-- START Rows --

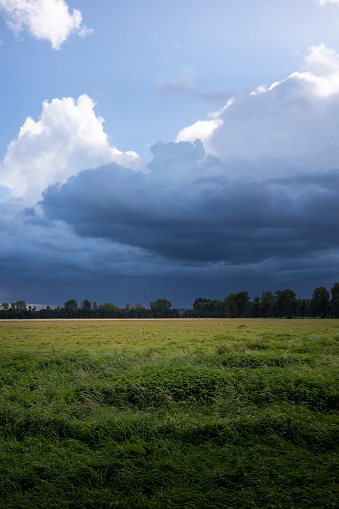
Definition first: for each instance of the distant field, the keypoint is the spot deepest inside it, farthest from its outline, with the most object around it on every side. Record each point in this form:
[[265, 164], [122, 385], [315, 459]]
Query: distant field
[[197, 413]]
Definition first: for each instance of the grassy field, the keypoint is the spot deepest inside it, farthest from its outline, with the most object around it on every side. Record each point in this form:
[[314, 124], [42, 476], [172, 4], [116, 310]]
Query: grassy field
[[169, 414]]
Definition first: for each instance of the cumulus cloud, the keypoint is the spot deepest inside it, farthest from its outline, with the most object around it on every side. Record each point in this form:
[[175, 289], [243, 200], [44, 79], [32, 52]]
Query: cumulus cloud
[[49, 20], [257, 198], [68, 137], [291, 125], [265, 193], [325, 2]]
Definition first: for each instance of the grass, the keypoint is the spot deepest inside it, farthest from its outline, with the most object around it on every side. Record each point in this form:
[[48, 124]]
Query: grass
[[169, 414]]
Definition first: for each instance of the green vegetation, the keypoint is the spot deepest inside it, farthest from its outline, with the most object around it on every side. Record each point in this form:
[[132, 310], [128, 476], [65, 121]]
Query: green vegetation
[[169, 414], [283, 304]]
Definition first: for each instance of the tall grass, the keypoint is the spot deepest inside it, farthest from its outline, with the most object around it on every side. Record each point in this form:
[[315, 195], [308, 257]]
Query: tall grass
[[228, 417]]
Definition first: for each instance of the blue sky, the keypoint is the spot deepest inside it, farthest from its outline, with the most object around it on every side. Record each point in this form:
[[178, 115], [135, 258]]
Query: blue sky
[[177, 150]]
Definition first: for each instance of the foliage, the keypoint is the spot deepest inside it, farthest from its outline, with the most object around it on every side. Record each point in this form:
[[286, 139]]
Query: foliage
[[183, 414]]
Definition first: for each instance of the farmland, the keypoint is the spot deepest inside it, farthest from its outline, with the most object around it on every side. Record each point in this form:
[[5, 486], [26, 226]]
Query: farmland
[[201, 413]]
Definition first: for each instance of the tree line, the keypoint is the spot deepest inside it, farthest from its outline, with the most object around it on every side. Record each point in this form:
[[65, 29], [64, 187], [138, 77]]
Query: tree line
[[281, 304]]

-- END Rows --
-- START Rows --

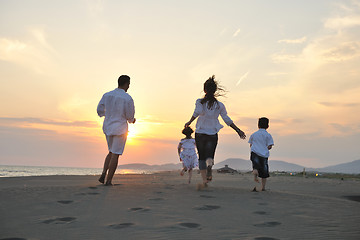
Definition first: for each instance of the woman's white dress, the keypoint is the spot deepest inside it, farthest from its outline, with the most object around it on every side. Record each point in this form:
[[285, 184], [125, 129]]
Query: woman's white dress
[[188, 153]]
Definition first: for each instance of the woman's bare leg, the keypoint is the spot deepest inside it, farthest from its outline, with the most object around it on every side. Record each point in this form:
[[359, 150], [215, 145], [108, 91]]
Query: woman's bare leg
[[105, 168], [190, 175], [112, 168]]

-- END Rows --

• What the task asks
Copy out, word for word, the lines of the records from the one containing "Definition first: for each instance of the green" through the one containing "[[169, 414], [283, 304]]", with both of those lines included.

• Expected output
Definition first: for each instance of the green vegetation, the keypoint is the spot deepest inside it, farthest from its outline, with the most object around it on every side. Record each point in this form:
[[132, 310], [128, 476], [65, 121]]
Query: green vegetation
[[169, 414], [283, 304]]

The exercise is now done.